» **WHAT TO PRODUCE**
All lines from the one with "help me out — i'm trying to find the green grass" to the end of the listing below are to be transcribed exactly; both end lines are included, and no other lines are.

= = = = =

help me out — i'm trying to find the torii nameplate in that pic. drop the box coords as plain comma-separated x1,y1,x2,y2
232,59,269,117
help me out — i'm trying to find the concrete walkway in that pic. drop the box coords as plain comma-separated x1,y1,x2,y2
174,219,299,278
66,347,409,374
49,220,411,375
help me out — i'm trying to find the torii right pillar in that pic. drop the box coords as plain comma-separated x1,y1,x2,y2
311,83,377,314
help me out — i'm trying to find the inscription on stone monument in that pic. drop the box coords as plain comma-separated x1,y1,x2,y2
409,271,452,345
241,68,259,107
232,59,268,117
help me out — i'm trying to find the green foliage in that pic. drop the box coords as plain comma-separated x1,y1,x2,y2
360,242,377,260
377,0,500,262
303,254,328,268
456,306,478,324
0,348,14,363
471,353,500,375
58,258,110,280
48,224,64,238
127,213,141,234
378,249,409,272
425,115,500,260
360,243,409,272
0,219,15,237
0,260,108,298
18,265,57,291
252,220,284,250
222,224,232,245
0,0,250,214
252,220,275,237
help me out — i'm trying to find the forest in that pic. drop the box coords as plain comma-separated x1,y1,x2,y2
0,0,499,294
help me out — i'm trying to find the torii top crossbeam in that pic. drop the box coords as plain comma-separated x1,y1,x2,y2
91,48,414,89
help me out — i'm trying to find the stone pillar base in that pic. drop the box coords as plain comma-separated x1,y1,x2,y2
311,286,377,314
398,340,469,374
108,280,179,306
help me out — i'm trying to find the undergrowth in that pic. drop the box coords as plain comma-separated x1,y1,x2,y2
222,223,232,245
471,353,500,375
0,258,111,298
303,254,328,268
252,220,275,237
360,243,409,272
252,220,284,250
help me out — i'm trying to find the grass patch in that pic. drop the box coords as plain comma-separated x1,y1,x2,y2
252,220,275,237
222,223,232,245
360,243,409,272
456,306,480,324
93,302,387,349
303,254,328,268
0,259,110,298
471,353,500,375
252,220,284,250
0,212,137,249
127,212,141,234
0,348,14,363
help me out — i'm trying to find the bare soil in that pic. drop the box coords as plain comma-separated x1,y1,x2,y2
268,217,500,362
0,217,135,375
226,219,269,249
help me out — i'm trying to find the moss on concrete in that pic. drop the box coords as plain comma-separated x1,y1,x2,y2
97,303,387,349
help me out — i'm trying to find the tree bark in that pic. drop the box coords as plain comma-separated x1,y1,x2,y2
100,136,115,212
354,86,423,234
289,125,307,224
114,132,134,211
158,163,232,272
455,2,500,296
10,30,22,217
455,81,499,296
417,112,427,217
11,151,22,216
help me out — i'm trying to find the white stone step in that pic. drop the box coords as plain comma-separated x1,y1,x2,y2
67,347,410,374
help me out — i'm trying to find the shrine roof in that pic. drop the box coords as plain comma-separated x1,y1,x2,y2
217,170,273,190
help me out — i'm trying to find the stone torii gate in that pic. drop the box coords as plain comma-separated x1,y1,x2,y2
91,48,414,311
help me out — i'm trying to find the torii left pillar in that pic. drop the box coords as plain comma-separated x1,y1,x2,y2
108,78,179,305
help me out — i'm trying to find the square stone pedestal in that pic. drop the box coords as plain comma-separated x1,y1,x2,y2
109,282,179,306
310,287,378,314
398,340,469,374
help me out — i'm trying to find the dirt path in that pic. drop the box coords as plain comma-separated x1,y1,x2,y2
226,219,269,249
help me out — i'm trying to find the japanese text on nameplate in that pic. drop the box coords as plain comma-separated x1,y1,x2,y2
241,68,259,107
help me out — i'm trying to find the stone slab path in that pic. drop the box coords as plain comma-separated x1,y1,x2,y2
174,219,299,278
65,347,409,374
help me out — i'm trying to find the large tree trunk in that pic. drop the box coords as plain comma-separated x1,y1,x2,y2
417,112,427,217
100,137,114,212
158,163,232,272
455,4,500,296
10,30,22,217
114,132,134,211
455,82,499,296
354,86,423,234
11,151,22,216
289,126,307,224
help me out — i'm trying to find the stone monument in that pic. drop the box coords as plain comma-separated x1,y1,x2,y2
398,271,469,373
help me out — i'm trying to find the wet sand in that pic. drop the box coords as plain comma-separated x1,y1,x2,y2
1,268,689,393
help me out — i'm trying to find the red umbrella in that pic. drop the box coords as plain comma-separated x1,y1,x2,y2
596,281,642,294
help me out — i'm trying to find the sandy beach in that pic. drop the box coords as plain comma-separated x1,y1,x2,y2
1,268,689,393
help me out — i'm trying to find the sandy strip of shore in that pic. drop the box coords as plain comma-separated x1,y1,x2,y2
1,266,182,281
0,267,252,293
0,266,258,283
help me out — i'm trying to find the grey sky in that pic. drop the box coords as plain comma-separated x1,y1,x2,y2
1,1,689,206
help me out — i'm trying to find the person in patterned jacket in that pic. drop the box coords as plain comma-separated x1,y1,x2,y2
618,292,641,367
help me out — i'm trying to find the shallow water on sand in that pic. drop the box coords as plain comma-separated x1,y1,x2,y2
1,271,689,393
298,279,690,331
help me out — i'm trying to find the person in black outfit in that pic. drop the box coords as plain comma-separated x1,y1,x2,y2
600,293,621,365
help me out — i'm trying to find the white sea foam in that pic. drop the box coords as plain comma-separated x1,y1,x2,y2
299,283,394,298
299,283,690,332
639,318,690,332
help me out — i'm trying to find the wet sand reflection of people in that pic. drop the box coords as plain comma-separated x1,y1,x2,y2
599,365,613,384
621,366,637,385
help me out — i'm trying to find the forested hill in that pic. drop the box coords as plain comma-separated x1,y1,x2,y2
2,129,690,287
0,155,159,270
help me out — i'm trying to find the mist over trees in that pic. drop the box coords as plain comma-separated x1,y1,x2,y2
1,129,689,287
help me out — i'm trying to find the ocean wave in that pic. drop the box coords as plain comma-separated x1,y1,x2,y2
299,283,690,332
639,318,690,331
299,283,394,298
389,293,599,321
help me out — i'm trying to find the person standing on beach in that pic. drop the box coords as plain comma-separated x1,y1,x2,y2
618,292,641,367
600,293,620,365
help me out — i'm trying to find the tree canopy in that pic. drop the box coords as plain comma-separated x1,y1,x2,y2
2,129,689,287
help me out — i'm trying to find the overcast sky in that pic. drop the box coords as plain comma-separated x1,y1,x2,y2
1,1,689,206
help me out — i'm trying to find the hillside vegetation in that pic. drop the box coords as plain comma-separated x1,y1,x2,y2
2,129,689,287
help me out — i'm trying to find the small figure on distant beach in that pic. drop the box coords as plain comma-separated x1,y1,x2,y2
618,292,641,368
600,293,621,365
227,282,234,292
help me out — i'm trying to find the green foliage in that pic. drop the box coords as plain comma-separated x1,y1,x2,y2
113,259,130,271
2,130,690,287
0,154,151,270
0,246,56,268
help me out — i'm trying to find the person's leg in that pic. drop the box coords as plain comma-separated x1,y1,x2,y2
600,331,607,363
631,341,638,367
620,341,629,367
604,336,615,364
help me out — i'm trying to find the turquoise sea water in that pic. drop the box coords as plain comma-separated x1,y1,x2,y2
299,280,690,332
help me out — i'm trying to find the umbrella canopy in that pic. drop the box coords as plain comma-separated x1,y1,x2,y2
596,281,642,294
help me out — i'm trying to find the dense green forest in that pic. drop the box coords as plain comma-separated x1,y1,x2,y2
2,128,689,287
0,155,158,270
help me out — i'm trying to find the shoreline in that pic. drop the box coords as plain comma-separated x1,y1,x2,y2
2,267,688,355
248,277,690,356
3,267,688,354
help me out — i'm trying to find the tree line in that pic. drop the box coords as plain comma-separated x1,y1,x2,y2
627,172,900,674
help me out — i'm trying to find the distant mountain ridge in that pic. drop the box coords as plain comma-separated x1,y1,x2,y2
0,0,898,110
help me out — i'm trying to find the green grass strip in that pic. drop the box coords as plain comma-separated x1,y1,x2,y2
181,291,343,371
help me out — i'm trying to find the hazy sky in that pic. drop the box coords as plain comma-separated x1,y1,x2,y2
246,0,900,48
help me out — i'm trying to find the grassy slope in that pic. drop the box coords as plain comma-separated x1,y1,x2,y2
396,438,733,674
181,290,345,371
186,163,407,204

= = = = =

» **PROBLEM SOLUTION**
help me out — i'm trying to find the green grass strip in that pic. drop the box coords as plain comma-separated x1,y1,x2,y2
181,291,343,371
help me out — i'm trying to find the hazy sky in that pic. drop the box coords as plain comma-separated x1,y1,x2,y2
246,0,900,48
help me out — i'm trying to find the grassy slope in that pic. drop the box coords as plain comma-separated x1,y1,x2,y2
396,438,733,674
181,290,345,371
186,163,407,204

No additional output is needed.